• [Stated problem A]: In the Python dictionary-sorting passage, what lambda expression is passed as the key function so the keys are sorted by their counts?

====

L = ['E', 'F', 'B', 'A', 'D', 'I', 'I', 'C', 'B', 'A', 'D', 'D', 'E', 'D']

d = {}
for x in L:
    if x in d:
        d[x] = d[x] + 1
    else:
        d[x] = 1
y = sorted(d.keys())
for k in y:
    print("{} appears {} times".format(k, d[k]))

A appears 2 times
B appears 2 times
C appears 1 times
D appears 4 times
E appears 2 times
F appears 1 times
I appears 2 times


With a dictionary that’s maintaining counts or some other kind of score, we might prefer to get the outputs sorted based on the count rather than based on the items. The standard way to do that in python is to sort based on a property of the key, in particular its value in the dictionary.

Here things get a little confusing because we have two different meaning of the word “key”. One meaning is a key in a dictionary. The other meaning is the parameter name for the function that you pass into the sorted function.

Remember that the key function always takes as input one item from the sequence and returns a property of the item. In our case, the items to be sorted are the dictionary’s keys, so each item is one key from the dictionary. To remind ourselves of that, we’ve named the parameter in tha lambda expression k. The property of key k that is supposed to be returned is its associated value in the dictionary. Hence, we have the lambda expression lambda k: d[k].



In [19]:
L = ['E', 'F', 'B', 'A', 'D', 'I', 'I', 'C', 'B', 'A', 'D', 'D', 'E', 'D']

d = {}
for x in L:
    if x in d:
        d[x] = d[x] + 1
    else:
        d[x] = 1

y = sorted(d.keys(), key=lambda k: d[k], reverse=True)
for k in y:
    print("{} appears {} times".format(k, d[k]))

D appears 4 times
E appears 2 times
B appears 2 times
A appears 2 times
I appears 2 times
F appears 1 times
C appears 1 times


In [20]:
# Here’s a version of that using a named function.
L = ['E', 'F', 'B', 'A', 'D', 'I', 'I', 'C', 'B', 'A', 'D', 'D', 'E', 'D']

d = {}
for x in L:
    if x in d:
        d[x] = d[x] + 1
    else:
        d[x] = 1

def g(k):
    return d[k]

y =(sorted(d.keys(), key=g, reverse=True))

# now loop through the keys
for k in y:
    print("{} appears {} times".format(k, d[k]))

====

• [Stated problem B]: List every line of the entries below that contains the word "jacket".

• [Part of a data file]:
====

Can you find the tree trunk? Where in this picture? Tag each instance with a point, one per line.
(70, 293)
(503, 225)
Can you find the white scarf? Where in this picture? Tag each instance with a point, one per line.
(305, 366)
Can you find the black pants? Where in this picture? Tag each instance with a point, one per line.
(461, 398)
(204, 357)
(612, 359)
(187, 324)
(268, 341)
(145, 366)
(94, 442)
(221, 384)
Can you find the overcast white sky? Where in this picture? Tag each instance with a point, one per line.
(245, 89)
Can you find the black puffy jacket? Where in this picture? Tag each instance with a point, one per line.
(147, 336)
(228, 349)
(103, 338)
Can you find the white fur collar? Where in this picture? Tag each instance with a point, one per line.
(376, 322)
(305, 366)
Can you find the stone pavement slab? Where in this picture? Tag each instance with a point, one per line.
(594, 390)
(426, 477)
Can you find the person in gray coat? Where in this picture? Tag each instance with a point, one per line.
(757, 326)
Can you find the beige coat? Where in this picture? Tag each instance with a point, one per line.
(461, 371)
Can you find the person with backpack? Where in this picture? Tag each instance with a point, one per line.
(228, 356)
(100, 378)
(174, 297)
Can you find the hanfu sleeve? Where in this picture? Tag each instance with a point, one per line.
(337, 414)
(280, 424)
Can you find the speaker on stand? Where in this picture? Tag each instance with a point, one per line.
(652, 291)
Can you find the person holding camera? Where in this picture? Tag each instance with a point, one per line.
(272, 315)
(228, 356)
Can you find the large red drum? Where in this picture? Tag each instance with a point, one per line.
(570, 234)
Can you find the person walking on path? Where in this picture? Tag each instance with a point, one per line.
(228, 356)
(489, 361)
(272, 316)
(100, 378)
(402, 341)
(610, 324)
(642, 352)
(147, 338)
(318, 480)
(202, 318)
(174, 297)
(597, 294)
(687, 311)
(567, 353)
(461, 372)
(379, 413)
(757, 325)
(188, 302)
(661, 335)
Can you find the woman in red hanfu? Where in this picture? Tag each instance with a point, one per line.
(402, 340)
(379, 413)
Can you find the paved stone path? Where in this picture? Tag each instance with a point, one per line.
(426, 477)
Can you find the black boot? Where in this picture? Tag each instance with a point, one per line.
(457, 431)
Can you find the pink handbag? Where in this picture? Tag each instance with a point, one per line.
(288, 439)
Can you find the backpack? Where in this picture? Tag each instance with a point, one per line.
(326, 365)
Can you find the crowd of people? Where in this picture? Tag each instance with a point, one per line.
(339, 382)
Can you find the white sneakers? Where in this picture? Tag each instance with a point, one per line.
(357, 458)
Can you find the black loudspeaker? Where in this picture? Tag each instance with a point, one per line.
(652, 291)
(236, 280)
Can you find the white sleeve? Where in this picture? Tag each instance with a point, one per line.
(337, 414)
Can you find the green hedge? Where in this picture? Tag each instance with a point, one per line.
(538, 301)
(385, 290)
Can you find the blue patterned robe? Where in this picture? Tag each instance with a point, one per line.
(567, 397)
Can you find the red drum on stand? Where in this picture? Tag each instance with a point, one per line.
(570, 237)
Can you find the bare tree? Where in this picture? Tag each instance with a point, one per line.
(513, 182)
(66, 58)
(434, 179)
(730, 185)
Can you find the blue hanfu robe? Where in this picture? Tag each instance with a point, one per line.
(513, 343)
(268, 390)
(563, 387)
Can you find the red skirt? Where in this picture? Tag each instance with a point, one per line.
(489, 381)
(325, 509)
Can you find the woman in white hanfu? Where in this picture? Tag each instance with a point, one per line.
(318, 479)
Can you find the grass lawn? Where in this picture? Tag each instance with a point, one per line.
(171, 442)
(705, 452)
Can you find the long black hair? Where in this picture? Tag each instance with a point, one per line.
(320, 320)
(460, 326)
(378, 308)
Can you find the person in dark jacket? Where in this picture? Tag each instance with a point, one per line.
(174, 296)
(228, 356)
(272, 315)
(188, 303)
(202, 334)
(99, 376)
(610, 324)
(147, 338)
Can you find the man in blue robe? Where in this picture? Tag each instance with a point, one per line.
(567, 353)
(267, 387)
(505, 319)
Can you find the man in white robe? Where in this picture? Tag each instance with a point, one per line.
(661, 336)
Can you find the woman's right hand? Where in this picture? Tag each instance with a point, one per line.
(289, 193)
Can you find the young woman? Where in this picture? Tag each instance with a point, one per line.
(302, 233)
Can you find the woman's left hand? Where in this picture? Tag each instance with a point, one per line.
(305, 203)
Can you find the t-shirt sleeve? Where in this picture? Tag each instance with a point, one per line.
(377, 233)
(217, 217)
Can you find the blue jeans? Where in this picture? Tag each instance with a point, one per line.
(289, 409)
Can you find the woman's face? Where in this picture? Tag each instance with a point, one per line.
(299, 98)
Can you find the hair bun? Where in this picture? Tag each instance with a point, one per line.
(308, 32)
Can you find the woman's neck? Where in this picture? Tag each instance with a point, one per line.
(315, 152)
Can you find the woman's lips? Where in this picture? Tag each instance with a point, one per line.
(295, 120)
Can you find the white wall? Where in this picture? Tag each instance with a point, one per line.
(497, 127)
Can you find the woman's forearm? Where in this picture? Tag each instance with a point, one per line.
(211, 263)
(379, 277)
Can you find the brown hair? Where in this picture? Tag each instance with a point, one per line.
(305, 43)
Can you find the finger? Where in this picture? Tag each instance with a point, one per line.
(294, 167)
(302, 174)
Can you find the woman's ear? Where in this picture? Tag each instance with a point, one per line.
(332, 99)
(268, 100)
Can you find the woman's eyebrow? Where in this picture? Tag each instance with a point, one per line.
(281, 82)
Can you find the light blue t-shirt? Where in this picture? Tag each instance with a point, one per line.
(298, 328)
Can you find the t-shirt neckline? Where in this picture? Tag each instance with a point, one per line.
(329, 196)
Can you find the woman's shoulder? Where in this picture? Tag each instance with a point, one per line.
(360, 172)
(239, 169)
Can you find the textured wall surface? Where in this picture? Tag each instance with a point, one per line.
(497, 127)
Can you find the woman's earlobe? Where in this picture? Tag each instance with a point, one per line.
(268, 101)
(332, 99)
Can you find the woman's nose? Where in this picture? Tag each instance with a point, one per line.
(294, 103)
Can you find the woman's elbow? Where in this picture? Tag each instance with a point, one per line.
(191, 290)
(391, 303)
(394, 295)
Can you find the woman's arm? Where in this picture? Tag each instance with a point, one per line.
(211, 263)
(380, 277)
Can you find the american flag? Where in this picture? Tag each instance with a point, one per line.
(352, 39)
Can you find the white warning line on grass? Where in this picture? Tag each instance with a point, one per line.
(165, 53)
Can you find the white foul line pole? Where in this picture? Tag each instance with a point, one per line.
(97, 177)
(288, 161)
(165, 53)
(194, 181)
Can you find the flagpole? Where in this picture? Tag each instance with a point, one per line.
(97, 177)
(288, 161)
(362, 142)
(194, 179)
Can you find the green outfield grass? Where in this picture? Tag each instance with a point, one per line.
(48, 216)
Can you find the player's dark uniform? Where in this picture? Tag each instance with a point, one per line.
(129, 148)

====

• [Exercise output A]: lambda k: d[k]

• [Exercise output B]:
Can you find the black puffy jacket? Where in this picture? Tag each instance with a point, one per line.
Can you find the person in dark jacket? Where in this picture? Tag each instance with a point, one per line.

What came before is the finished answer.